Directions
Which lines below fall between the one containing "negative clicks: (151, 134)" and the one containing "box: [6, 5, 399, 294]"? Repeat them exactly, counting both of those lines, and add nothing else.

::: Given entries

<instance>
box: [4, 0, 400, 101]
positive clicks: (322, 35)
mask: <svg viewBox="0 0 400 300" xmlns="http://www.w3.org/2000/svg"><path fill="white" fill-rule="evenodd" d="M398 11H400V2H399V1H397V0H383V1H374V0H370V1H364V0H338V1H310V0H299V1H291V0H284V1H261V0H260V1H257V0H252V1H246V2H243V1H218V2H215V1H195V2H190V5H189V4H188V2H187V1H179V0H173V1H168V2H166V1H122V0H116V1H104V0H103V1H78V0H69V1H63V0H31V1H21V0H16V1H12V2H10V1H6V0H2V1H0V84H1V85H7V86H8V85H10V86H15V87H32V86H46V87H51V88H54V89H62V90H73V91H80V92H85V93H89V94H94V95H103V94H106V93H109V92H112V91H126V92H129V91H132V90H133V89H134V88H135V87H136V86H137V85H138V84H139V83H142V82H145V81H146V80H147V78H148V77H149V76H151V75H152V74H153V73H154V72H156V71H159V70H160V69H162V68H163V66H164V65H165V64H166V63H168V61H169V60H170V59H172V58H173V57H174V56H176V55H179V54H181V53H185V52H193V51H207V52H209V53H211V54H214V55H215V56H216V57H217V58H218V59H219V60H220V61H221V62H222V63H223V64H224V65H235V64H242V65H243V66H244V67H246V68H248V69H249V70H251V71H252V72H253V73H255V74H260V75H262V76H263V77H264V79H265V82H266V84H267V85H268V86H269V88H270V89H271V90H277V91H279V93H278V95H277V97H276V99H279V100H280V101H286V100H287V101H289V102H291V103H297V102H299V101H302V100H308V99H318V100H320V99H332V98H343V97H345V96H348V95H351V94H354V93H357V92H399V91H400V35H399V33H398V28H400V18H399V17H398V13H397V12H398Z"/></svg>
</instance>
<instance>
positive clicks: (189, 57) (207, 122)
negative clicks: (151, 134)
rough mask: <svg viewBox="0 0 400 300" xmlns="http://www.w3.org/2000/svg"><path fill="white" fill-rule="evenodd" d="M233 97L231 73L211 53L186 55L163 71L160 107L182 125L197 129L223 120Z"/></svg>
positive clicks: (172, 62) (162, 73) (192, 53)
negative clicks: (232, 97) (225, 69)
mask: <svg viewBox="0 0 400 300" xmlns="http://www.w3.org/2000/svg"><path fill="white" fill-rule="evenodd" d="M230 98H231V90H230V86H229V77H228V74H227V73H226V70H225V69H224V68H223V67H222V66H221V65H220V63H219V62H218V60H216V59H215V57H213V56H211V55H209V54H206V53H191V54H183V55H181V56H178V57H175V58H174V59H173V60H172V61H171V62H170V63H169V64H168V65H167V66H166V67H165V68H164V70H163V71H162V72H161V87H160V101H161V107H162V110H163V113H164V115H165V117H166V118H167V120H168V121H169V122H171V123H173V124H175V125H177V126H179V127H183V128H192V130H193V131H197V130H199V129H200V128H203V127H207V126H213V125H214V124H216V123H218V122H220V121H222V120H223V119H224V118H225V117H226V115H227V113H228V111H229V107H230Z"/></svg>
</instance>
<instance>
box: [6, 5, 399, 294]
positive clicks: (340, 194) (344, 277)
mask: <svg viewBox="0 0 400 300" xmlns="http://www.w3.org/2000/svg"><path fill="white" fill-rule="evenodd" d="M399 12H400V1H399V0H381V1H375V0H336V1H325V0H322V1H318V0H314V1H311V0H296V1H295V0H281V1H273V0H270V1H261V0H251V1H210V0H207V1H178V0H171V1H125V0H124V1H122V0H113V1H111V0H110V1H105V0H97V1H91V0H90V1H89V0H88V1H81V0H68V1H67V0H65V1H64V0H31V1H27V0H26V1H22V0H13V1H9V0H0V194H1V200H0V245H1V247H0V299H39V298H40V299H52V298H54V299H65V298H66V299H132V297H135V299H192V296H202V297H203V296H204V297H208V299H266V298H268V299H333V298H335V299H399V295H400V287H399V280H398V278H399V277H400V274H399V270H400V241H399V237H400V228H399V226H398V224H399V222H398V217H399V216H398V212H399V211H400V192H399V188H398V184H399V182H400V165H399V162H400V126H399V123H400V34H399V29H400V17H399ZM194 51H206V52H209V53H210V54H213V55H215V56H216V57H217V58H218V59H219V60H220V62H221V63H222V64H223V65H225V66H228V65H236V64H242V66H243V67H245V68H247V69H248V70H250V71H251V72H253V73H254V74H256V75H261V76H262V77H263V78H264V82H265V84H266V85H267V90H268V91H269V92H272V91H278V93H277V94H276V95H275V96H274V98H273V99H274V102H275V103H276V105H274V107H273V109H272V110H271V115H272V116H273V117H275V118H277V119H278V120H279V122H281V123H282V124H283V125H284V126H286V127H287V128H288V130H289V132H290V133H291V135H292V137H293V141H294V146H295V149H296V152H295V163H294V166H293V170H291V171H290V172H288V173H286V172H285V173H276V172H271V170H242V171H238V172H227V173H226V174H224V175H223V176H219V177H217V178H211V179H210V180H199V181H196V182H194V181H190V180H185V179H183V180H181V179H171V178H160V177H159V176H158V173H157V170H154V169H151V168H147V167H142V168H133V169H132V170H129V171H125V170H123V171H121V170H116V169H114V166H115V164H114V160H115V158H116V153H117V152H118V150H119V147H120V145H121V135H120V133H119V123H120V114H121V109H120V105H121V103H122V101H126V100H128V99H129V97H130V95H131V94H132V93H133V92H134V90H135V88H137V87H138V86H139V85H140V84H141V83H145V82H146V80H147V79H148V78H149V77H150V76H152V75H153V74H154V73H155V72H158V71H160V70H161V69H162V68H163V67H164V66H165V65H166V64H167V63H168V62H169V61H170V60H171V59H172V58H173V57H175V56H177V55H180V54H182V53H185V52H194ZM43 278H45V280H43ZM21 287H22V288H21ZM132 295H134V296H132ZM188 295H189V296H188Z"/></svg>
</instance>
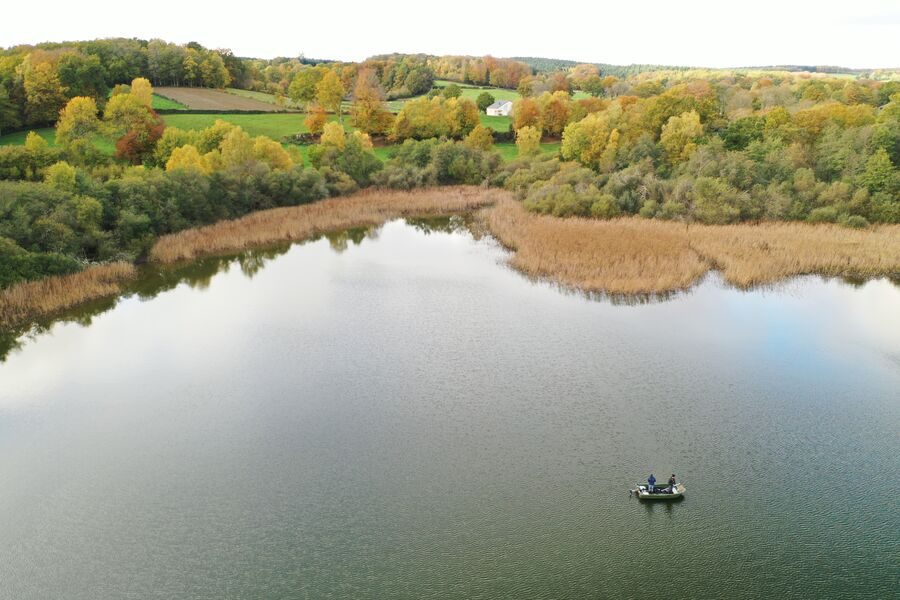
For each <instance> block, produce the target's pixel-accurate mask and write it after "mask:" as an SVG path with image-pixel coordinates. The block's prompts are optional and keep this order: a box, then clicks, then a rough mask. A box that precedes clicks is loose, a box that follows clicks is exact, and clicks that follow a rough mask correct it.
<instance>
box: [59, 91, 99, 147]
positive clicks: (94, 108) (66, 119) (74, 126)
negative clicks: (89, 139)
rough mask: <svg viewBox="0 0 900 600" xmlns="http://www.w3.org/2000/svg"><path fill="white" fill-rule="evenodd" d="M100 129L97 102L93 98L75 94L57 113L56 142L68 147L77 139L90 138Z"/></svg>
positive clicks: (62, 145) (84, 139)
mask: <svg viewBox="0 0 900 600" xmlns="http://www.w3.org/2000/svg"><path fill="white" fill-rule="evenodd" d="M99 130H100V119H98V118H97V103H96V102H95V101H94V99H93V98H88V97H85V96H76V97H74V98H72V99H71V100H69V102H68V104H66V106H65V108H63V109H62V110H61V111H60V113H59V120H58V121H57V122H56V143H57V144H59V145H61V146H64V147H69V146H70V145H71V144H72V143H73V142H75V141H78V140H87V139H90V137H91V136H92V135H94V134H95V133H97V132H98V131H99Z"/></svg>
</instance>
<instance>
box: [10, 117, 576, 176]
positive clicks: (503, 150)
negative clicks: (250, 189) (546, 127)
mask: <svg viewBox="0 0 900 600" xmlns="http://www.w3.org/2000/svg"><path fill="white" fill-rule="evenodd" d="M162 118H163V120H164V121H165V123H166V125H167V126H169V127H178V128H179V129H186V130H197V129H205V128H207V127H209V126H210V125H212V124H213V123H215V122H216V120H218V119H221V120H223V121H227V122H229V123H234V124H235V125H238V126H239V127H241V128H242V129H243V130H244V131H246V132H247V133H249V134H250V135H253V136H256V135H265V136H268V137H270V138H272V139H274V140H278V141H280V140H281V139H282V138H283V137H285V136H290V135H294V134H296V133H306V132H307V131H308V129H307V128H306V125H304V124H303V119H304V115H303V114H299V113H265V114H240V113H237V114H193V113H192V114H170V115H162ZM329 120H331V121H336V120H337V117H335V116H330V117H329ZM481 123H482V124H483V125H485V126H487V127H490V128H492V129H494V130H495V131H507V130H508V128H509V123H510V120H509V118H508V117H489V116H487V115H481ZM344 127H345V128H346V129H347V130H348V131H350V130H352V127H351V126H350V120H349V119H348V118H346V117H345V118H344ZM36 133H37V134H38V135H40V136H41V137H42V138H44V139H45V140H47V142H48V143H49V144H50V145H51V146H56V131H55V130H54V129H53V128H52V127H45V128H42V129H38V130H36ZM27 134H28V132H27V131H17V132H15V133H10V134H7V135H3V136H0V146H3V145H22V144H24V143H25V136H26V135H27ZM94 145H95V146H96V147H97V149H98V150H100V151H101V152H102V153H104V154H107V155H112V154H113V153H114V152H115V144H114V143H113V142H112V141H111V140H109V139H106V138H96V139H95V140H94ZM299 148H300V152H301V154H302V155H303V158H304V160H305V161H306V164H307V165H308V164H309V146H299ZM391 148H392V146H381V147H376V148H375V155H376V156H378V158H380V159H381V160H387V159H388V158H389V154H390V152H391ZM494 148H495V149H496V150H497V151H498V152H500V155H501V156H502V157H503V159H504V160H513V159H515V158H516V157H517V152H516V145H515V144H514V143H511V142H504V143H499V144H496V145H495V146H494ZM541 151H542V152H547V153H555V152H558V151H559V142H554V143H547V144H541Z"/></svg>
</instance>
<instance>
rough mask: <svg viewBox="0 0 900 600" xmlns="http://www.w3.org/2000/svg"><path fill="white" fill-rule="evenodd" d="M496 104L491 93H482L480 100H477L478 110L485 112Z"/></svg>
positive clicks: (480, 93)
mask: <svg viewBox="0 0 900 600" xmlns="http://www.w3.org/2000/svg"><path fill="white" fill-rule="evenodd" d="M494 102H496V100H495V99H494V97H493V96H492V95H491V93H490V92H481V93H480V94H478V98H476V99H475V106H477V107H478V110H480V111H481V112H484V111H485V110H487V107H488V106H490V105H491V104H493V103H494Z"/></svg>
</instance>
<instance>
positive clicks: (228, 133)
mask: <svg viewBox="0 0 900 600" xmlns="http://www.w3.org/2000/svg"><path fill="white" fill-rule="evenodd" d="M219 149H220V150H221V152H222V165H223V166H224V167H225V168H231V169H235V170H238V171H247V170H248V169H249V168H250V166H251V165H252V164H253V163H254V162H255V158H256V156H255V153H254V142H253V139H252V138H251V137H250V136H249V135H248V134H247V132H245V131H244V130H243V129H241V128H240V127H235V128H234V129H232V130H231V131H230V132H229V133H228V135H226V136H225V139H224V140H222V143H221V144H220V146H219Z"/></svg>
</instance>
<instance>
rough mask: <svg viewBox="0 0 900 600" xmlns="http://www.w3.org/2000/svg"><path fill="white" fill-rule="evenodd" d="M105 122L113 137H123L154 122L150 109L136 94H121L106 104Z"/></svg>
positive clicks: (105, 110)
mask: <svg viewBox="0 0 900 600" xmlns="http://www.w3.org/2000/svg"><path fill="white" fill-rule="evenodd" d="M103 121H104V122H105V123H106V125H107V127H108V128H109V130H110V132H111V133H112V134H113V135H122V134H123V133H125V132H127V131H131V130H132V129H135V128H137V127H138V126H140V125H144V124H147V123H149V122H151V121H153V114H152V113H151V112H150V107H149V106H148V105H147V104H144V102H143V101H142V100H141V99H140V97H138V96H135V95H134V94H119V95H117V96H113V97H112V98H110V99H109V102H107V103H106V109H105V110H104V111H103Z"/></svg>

::::::

Exercise result
negative clicks: (151, 134)
rough mask: <svg viewBox="0 0 400 300" xmlns="http://www.w3.org/2000/svg"><path fill="white" fill-rule="evenodd" d="M233 97L231 73L211 53L186 55L163 71L160 107L182 125L197 129L223 120Z"/></svg>
positive clicks: (172, 62) (162, 73) (192, 53)
negative clicks: (232, 97) (225, 69)
mask: <svg viewBox="0 0 400 300" xmlns="http://www.w3.org/2000/svg"><path fill="white" fill-rule="evenodd" d="M230 98H231V90H230V86H229V77H228V74H227V73H226V70H225V69H224V68H223V67H222V66H221V65H220V63H219V62H218V60H216V59H215V57H213V56H211V55H209V54H206V53H191V54H183V55H181V56H178V57H175V58H174V59H173V60H172V61H171V62H170V63H169V64H168V65H167V66H166V67H165V68H164V70H163V71H162V72H161V87H160V101H161V107H162V110H163V113H164V115H165V117H166V118H167V120H168V121H169V122H171V123H173V124H175V125H177V126H179V127H183V128H192V130H193V131H197V130H199V129H200V128H203V127H207V126H213V125H214V124H216V123H218V122H220V121H222V120H223V119H224V118H225V117H226V115H227V113H228V111H229V107H230Z"/></svg>
</instance>
<instance>
box: [6, 5, 399, 294]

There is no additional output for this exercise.